Source text
-- Opening Marker --

This one is so strange that there’s not much we can say about it — except that Catholics have a long tradition of rigorous scholarship, and we don’t see any trace of that here. But you can judge for yourselves.
In the B.C. Catholic, which seems to be incongruously named until we realize that it’s published in Vancouver, British Columbia, we read Sound reasoning requires clarity in evolution debate. The website says they’ve turned off their comments feature.
We can’t find any information about that publication, but their masthead says “Archdiocese of Vancouver,” and the footer of the site’s webpages says “Informing Catholics in Canada since 1931.” It seems to be at least a quasi-official newspaper. The author of the article is Steven Godenir, about whom we can’t find anything, but we assume that they think he’s qualified to express his opinions. We’ll give you some excerpts, with bold font added by us. He begins by mentioning an earlier article that was critical of creationism, and then he says:
The only real facts in science are sensory data, such as direct observations and measurements. They cannot change; hence they can be described as facts. Laws come next. They are the bedrock of science, because they are observable and repeatable patterns for which there is no contradictory evidence. Laws can never be proved; however, they can be disproved by just one contrary observation; hence, they are not facts.

-- Closing Marker --

Region descriptions in natural language
-- Opening Marker --

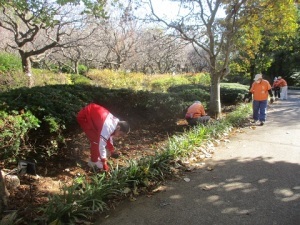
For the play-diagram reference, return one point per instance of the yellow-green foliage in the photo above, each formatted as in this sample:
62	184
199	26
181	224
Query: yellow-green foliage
46	77
139	81
117	79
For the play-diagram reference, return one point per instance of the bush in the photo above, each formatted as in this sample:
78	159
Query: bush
14	128
9	62
232	93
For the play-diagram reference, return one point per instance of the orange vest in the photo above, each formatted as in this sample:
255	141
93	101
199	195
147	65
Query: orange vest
281	83
195	110
260	90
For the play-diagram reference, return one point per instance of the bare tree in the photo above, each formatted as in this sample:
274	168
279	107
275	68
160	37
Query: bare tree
40	26
200	25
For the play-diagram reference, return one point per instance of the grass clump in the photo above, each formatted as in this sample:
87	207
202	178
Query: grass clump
82	202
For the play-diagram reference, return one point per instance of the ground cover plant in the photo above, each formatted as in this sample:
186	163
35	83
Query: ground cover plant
67	191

-- Closing Marker --

What you need to do
Continue the commentary on the B.C. Catholic evolution article from the point where it ends. The records have no connection to the commentary on the B.C. Catholic evolution article.

Task answer
That’s not bad, but we prefer the Definitions of Evolutionary Terms provided by the National Academy of Sciences. Also the National Center for Science Education defines those terms here: Definitions of Fact, Theory, and Law in Scientific Work. Then we’re told:
Evolution is primarily a set of claims about alleged, unobserved events, and so cannot be a fact, and it is certainly not a law. At best, evolution could be called a theory, or can it?
Oh dear, this isn’t going very well. Let’s read on:
Theories are made up of laws and reasonable hypotheses. They attempt to explain a much bigger picture. Reasoned hypotheses generally do not make predictions that contradict laws. Evolutionary belief, however, breaks two of the most well established laws in science: the law of biogenesis; and the second law of thermodynamics. Life only comes from life; and all matter in the universe is moving irreversibly toward a state of completely unusable energy, a heat death.
Aaaargh!! That’s raw, unadorned ignorance. We’ve discussed the fictitious “law of biogenesis” in Common Creationist Claims Confuted. As for the 2nd law of thermodynamics, that’s one of the most boneheaded arguments advanced by creationists, and it’s debunked at the TalkOrigins Index to Creationist Claims right here.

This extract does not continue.